*** Document text

[ovs-dev] [PATCH] datapath: Integration with upstream kernel tunneling.

Jesse Gross jesse at nicira.com
Tue Apr 2 22:26:50 UTC 2013


On Sat, Mar 30, 2013 at 9:20 AM, Pravin B Shelar <pshelar at nicira.com> wrote:
> Following patch restructure ovs tunneling to make use of kernel
> api. Doing this tunneling code is simplified as most of protocol
> processing on send and recv is pushed to kernel tunneling. This
> way we can share most protocol related code between openvswitch
> tunneling and linux tunnel devices.
>
> Signed-off-by: Pravin B Shelar <pshelar at nicira.com>

I'm going to wait to look at the upstream patches for now since they
are mostly just exporting existing code.  I hope that we can keep more
of the dataplane where it is and not have to export those functions.

I got some sparse warnings:
  CHECK   /home/jgross/openvswitch/datapath/linux/vport-lisp.c
/home/jgross/openvswitch/datapath/linux/vport-lisp.c:331:22: warning:
incorrect type in assignment (different base types)
/home/jgross/openvswitch/datapath/linux/vport-lisp.c:331:22:
expected restricted __be16 [assigned] [usertype] sin_port
/home/jgross/openvswitch/datapath/linux/vport-lisp.c:331:22:    got
restricted __be32 [usertype] dst_port
/home/jgross/openvswitch/datapath/linux/vport-lisp.c:386:60: warning:
incorrect type in argument 2 (different base types)
/home/jgross/openvswitch/datapath/linux/vport-lisp.c:386:60:
expected restricted __be32 [usertype] dst_port
/home/jgross/openvswitch/datapath/linux/vport-lisp.c:386:60:    got
restricted __be16 [assigned] [usertype] dst_port
  CHECK   /home/jgross/openvswitch/datapath/linux/vport-netdev.c
  CHECK   /home/jgross/openvswitch/datapath/linux/vport-vxlan.c
/home/jgross/openvswitch/datapath/linux/vport-vxlan.c:166:5: warning:
symbol 'vxlan_tnl_send' was not declared. Should it be static?

> diff --git a/acinclude.m4 b/acinclude.m4
> index 19a47dd..c30855f 100644
> --- a/acinclude.m4
> +++ b/acinclude.m4
> @@ -254,6 +254,8 @@ AC_DEFUN([OVS_CHECK_LINUX_COMPAT], [
>    OVS_GREP_IFELSE([$KSRC/include/linux/skbuff.h], [consume_skb])

******
*** Recorded information

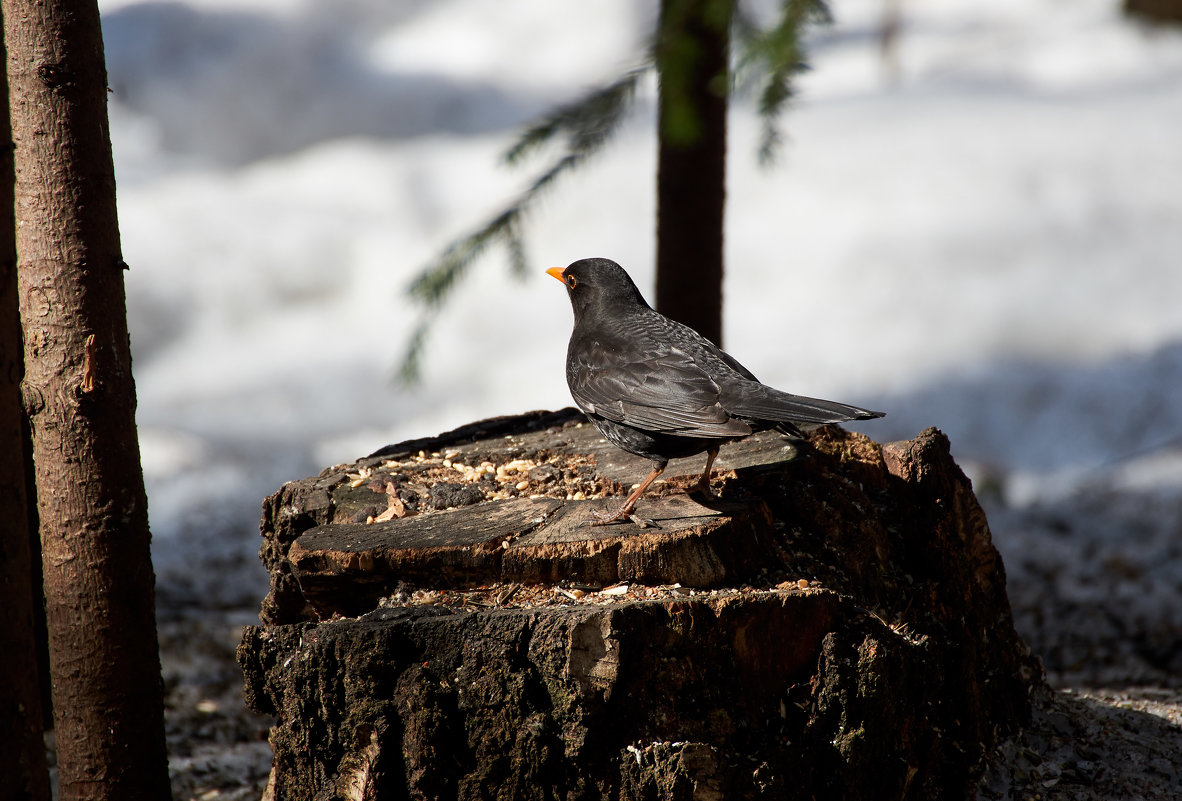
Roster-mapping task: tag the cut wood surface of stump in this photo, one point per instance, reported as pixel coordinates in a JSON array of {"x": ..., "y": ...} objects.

******

▶ Problem set
a: Answer these questions using the patch review above, one line per answer:
(i) Who signed off on the patch?
(ii) In which file does the warning about 'vxlan_tnl_send' appear?
(iii) Per the quoted patch description, where is most of the protocol processing on send and receive pushed?
b: Summarize the patch review above in two sentences.

▶ Task-by-task answers
a:
(i) Pravin B Shelar
(ii) /home/jgross/openvswitch/datapath/linux/vport-vxlan.c
(iii) To kernel tunneling

b: The quoted patch restructures openvswitch tunneling to use the kernel API, pushing most send and receive protocol processing to kernel tunneling so that protocol code can be shared with Linux tunnel devices. Jesse Gross replies that he will wait on the upstream patches, which mostly export existing code, and hopes more of the dataplane can stay where it is; he also reports sparse warnings in vport-lisp.c and vport-vxlan.c.